EXERCISE BRIEF: Set out exactly, line by line, the stretch of data below that begins at the line containing "box: [132, 3, 192, 65]" and ends at the line containing "positive clicks: (162, 39) (151, 8) (162, 15)", with both ends kept.
..........
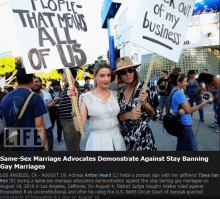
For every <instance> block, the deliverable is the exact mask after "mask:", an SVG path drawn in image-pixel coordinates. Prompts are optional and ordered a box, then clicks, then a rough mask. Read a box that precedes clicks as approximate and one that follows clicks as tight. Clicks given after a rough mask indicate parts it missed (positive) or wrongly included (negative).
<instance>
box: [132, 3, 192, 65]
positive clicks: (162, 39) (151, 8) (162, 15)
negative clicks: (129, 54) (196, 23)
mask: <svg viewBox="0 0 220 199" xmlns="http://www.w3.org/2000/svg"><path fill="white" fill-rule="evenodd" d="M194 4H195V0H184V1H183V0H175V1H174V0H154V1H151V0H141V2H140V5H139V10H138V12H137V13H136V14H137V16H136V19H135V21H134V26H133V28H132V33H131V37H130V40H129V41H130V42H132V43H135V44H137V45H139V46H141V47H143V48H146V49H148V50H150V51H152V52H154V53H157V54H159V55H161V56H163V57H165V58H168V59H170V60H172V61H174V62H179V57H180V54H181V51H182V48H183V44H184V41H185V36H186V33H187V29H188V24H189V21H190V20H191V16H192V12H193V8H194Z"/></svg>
..........
EXERCISE ANSWER:
box: [132, 3, 192, 65]
positive clicks: (162, 39) (151, 8) (162, 15)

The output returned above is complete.